_Records for the task_
** Begin **
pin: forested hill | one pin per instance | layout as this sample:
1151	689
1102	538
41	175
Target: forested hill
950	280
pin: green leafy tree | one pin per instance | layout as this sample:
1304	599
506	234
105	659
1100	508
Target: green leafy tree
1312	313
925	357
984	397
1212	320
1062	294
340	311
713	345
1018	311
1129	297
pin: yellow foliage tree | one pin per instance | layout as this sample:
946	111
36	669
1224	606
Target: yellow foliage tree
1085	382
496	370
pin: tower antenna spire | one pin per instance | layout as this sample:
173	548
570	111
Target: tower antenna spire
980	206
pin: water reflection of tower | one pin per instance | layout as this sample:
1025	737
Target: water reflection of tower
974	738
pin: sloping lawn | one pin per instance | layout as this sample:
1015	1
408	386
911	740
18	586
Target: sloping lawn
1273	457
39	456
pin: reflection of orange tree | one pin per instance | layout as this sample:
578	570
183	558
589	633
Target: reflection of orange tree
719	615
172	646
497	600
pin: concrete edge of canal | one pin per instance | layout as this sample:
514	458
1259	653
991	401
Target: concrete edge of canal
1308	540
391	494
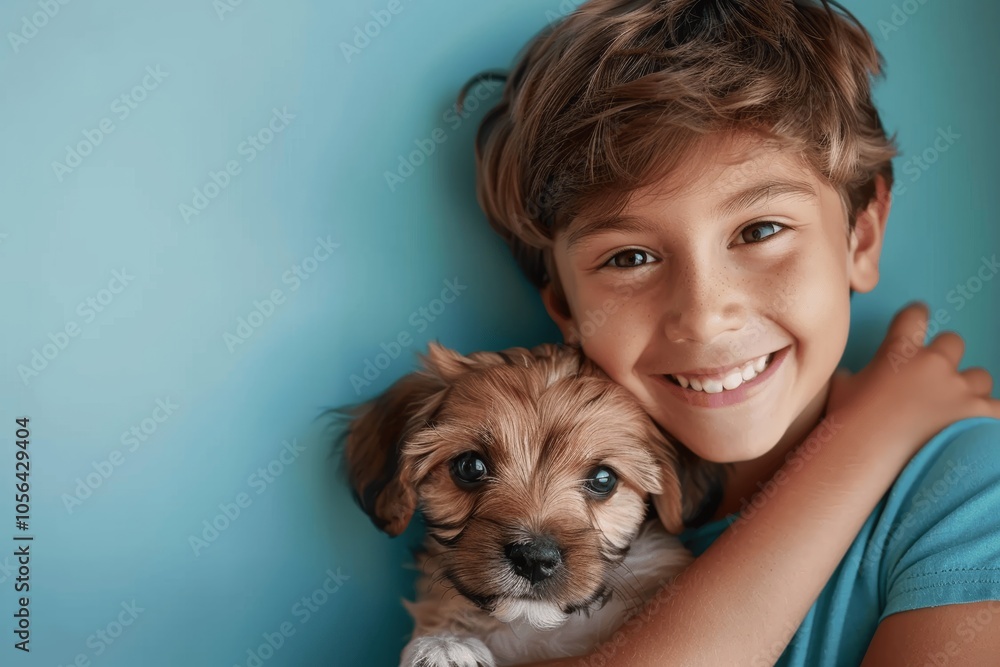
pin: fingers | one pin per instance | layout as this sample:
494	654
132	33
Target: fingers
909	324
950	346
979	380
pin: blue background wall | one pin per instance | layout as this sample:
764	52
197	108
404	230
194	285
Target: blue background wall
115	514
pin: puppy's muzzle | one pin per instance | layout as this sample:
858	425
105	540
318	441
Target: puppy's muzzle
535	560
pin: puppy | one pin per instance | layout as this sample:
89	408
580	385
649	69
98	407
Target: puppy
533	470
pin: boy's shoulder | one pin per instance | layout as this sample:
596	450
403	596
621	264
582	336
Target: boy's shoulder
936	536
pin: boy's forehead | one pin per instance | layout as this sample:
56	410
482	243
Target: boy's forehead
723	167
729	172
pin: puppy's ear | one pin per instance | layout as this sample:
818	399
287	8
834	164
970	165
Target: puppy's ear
** End **
_What is expected_
Images do not belong in the copy; reproduce all other parts of the records above verbatim.

_Worked answer_
pin: forested hill | one pin per instance | layout as this sample:
1151	689
1102	538
41	175
Target: forested hill
950	280
pin: green leafy tree | one pin per instance | layout as this sample:
1304	599
506	234
105	659
1100	508
Target: green leafy tree
1312	313
925	357
984	397
1212	320
1062	294
340	311
713	345
1018	311
1129	297
pin: yellow foliage tree | one pin per instance | layout as this sample:
946	111
36	669
1224	606
Target: yellow foliage tree
1085	382
496	370
pin: tower antenna spire | one pin per instance | layout as this sample:
173	548
570	111
Target: tower antenna spire
980	206
pin: water reflection of tower | one pin per instance | layout as this sample:
1025	737
Target: water reflection of tower
974	738
pin: sloping lawn | one pin per instance | layout as this sample:
1015	1
408	386
911	740
18	586
Target: sloping lawn
1273	457
39	456
pin: reflection of orange tree | one pin per instance | layout as this sample:
578	570
183	558
589	633
Target: reflection of orange tree
719	615
172	646
497	600
pin: concrete edge of canal | one pin per instance | layout as this sample:
514	458
1259	653
991	401
Target: concrete edge of canal
1308	540
391	494
pin: fingers | one pin per instance | layout as this sample:
494	654
132	33
Target: fingers
909	324
950	346
979	380
pin: blue background wall | one pin per instance | layout as this sample:
764	52
197	108
404	230
194	285
Target: blue background wall
115	514
pin: puppy's muzzle | one pin per instance | layout as this sample:
858	425
105	540
318	441
Target: puppy's muzzle
535	560
pin: puppy | one pin per instance | layout as this sample:
89	408
580	385
649	69
98	407
Target: puppy
533	470
pin: boy's shoulder | one pin per instance | layout as this sample:
596	450
403	596
621	264
582	336
Target: boy's shoulder
936	536
pin: boy's forehead | one pin per instance | layout as this sample:
56	410
482	243
Target: boy's forehead
723	167
729	172
pin: puppy's ear | one pin per instance | layout as this sample:
818	399
287	8
834	164
970	165
Target: puppy's ear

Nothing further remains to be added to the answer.